BEGIN Given data
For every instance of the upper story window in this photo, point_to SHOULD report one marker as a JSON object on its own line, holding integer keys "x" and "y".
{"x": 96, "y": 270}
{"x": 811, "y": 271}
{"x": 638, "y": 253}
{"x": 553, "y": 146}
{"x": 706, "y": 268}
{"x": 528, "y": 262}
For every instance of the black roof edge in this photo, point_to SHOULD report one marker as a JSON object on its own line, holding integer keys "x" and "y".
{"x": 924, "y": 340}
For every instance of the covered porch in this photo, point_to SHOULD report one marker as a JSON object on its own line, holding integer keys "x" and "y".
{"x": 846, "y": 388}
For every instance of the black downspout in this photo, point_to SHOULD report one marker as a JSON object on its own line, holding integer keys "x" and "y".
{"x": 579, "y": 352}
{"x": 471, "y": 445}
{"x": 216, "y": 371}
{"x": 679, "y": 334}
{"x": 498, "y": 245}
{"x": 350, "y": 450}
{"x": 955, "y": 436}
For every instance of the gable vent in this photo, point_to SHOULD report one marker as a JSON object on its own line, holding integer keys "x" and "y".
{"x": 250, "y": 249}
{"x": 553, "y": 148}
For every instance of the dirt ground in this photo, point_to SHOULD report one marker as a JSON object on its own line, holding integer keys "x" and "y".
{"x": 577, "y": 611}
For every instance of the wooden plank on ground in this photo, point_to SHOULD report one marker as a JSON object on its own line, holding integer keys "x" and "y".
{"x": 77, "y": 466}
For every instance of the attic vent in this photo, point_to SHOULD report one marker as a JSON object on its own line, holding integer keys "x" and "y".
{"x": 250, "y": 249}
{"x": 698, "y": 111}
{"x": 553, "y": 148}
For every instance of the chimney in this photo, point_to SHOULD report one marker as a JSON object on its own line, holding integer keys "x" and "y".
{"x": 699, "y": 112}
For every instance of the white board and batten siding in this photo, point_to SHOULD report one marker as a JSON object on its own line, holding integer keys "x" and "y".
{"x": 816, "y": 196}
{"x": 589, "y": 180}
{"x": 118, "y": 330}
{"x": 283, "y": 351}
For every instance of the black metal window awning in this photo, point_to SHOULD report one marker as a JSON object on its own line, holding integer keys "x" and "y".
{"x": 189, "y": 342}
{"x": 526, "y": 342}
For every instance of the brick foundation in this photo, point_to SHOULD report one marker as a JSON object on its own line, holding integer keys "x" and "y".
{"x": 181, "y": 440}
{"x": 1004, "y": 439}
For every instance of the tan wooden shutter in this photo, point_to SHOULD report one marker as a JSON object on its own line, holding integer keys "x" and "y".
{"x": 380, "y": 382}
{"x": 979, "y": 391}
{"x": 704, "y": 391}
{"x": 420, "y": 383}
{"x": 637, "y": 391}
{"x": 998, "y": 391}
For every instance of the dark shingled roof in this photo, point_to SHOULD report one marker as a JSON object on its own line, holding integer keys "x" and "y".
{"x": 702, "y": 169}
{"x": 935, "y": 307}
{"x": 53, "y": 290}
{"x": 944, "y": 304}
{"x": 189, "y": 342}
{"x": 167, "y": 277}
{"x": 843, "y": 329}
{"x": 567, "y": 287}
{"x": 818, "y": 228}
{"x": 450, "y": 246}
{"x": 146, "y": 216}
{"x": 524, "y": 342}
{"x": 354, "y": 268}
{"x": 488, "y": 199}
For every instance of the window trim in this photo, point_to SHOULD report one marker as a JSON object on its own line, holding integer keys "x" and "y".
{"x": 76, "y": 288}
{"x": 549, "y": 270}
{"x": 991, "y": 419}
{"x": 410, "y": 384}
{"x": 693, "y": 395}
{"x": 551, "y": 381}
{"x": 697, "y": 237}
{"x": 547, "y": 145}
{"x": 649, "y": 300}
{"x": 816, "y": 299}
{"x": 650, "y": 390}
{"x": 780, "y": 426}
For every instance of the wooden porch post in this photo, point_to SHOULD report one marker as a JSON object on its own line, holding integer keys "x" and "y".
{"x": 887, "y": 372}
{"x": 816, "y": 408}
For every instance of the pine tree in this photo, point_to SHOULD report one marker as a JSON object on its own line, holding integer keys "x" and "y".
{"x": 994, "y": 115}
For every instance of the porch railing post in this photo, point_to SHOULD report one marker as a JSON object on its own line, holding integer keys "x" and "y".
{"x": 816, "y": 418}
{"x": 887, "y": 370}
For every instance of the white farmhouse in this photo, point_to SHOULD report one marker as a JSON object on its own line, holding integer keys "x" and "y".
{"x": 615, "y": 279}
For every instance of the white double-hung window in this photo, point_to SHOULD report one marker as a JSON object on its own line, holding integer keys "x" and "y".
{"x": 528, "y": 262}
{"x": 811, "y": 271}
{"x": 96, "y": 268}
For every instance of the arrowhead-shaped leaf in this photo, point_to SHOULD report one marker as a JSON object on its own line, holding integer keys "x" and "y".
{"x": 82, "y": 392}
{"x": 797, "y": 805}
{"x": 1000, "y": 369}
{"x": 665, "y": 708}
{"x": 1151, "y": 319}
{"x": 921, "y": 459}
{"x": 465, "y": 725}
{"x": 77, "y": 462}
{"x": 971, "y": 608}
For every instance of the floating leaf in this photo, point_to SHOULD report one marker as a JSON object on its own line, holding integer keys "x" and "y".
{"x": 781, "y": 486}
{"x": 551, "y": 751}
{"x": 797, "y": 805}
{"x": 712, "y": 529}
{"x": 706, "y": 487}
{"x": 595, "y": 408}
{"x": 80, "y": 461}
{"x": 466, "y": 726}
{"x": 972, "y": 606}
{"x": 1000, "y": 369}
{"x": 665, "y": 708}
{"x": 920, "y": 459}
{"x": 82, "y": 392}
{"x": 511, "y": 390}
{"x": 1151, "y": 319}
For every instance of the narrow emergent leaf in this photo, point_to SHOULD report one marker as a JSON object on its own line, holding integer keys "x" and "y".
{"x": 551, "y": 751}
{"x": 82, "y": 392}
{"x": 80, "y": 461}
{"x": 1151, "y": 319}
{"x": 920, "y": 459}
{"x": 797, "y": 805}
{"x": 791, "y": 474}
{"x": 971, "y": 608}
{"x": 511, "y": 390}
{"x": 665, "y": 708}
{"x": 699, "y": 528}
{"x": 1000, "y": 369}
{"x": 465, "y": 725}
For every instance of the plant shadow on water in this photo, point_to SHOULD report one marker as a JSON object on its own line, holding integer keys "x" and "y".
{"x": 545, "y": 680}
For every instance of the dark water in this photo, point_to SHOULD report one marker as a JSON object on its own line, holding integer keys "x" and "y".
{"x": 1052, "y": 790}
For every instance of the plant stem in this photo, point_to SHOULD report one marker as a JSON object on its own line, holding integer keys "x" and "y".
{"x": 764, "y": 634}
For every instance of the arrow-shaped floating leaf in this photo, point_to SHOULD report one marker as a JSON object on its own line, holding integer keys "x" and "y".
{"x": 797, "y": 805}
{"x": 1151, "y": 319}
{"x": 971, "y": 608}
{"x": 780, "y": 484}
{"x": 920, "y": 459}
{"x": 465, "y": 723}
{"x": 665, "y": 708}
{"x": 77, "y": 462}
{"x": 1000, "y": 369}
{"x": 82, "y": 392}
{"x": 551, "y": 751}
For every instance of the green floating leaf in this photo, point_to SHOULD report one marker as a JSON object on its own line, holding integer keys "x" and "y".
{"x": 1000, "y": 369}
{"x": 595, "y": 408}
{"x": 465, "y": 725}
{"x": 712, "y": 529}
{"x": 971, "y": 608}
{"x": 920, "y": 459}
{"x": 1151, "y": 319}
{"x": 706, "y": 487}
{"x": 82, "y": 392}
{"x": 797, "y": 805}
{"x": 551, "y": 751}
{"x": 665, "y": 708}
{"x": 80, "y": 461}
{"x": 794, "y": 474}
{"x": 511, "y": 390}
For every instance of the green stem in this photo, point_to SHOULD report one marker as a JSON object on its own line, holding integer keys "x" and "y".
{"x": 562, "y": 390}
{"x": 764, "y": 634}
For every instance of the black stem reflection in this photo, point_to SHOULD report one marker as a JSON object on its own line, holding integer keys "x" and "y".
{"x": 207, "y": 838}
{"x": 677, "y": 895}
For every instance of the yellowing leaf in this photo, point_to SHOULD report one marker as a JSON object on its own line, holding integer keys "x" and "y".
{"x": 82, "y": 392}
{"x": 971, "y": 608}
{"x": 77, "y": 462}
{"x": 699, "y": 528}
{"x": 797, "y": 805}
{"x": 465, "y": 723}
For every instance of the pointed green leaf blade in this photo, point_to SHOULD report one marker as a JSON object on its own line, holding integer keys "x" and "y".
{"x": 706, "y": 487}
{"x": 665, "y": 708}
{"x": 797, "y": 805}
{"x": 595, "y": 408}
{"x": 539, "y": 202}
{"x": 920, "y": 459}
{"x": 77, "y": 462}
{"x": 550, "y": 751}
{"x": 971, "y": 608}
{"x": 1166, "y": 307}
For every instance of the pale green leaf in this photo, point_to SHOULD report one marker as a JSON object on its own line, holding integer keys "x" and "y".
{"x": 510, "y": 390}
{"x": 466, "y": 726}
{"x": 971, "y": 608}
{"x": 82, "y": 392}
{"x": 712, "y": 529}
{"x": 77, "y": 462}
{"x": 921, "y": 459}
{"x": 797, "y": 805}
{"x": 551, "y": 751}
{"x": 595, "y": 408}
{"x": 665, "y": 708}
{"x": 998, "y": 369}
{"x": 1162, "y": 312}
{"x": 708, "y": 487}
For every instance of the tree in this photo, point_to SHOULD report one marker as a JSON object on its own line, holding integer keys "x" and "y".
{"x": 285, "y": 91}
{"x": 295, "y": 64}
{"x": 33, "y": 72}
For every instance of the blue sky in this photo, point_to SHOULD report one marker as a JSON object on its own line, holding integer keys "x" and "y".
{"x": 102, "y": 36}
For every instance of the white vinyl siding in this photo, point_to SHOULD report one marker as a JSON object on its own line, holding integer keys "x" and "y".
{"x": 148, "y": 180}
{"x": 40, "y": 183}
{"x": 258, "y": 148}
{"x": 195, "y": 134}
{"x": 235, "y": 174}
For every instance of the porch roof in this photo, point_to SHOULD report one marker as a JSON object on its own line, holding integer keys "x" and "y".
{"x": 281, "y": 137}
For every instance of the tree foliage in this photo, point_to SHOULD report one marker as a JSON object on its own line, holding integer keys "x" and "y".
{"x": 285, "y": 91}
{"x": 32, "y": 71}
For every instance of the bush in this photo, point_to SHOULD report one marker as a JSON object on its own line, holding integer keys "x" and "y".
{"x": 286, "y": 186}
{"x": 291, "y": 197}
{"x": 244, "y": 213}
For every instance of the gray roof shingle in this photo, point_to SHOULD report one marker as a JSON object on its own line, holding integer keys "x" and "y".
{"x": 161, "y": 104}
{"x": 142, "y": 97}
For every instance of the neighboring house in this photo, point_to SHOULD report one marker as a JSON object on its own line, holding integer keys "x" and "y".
END Given data
== What you will do ==
This exercise asks for the line with "For every instance of the gray" and all lines after it through the end of the records above, retyped exactly and with nothing else.

== Reply to the exercise ==
For every instance of the gray roof shingle in this photo, point_to SHOULD report one marker as a JSON object on its own line, holding integer keys "x" and "y".
{"x": 161, "y": 104}
{"x": 142, "y": 97}
For every instance of the neighboring house in this photo, point_to SHOULD report one marker as a JSON object on its own line, holding integer keys "x" and "y".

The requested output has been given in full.